◆ ЗАДАНИЯ:
**1.** Чем, согласно фрагменту о прозе Василия Андреева, объясняется художественное качество речи писателя, которую редактор мог бы причесать и пригладить? Ответьте одним-двумя предложениями.
**2.** Продолжите фрагмент о прозе Василия Андреева после его последнего предложения.

◆ ФРАГМЕНТ ТЕКСТА:
--------------------
Издавайся В. Андреев чаще, не раз редакторский карандаш прошелся бы по его строчкам, причесал, пригладил. Однако есть в речи писателя хрестоматийная образная простота, она-то и несет в себе знак художественного качества. В маленьком абзаце такой речи может заключаться лирическое признание в любви к родному городу: «Тускло желтеют огни фонарей… Ноги ступают по сырым плитам панели. В кармане холодное яблоко» («Дни и люди»).

Очарование предельной приближенности к ушедшему времени, столь драгоценное для современных поколений читателей, возникает в прозе Василия Андреева постоянно. Рассказчик у Андреева выступает в роли достоверного свидетеля происходящего, эффект его присутствия

в повествовании порождает особую свободу общения, растворенную в самом тексте: «А вот Андрюша-то что? В нем-то что особенного?.. Не музыкант какой, вундеркинд, не краснобай — философ малолетний — бывают такие! — вовсе не это… Но было ли что действительно замечательного в переплетчиковом сыне? Было, действительно» («Расколдованный круг»).
--------------------
◆ ИСХОДНЫЙ МАТЕРИАЛ:
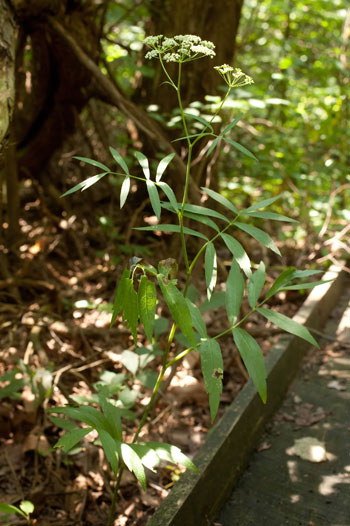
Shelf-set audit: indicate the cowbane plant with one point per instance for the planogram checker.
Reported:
(142, 286)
--------------------
◆ ОТВЕТЫ:
**1.** Художественное качество объясняется тем, что в речи Андреева есть хрестоматийная образная простота. Именно она и несет в себе знак художественного качества.

**2.**
Со своим читателем В. Андреев искал самые демократические формы общения. Об этом свидетельствует и проблематика его произведений, и избираемые им художественные приемы. Доступность материала соответствовала избранной им позиции. В этом ключе «работают» и многочисленные литературные реминисценции в его произведениях: как правило, это переосмысление сложных проблем Достоевского, Толстого, Пушкина, Гоголя — для введения их в обиход демократического читателя.

У современного писателя несомненный интерес вызовет введенный в повесть «Серый костюм» (1929) образ Сергея Есенина. Не названный по имени, но абсолютно угадываемый, возникает этот образ на страницах повести в трагическом ореоле одиночества. Спившийся, разочарованный поэт, покончивший свои расчеты с жизнью, несомненно, важен в общем замысле этого произведения. А между тем критик 30-х годов, обстоятельно оценивший повесть, обошел полным молчанием эту линию:

«Есть у него чудесная повесть о парикмахере, который носил по вечерам форменную фуражку и сам себе казался инженером, «приехавшим с Урала через Донбасс», знаменитым певцом, популярным поэтом. Смешной анекдот, который перестает быть смешным, по мере того как приближается трагическая развязка: «инженера», «певца», «поэта» разоблачают жестоко и бессердечно. Человек, который наивно искал «красивой жизни», разбит, унижен, растоптан. Издавна русская литература занимается проклятым «разладом между мечтой и действительностью». Андреевская повесть еще один вариант этой темы. Но тема стара, а какой свежестью пахнет андреевская вещь!» [9]

9

Штейнман З. О Василии Андрееве // Звезда. 1932. № 12. С. 191.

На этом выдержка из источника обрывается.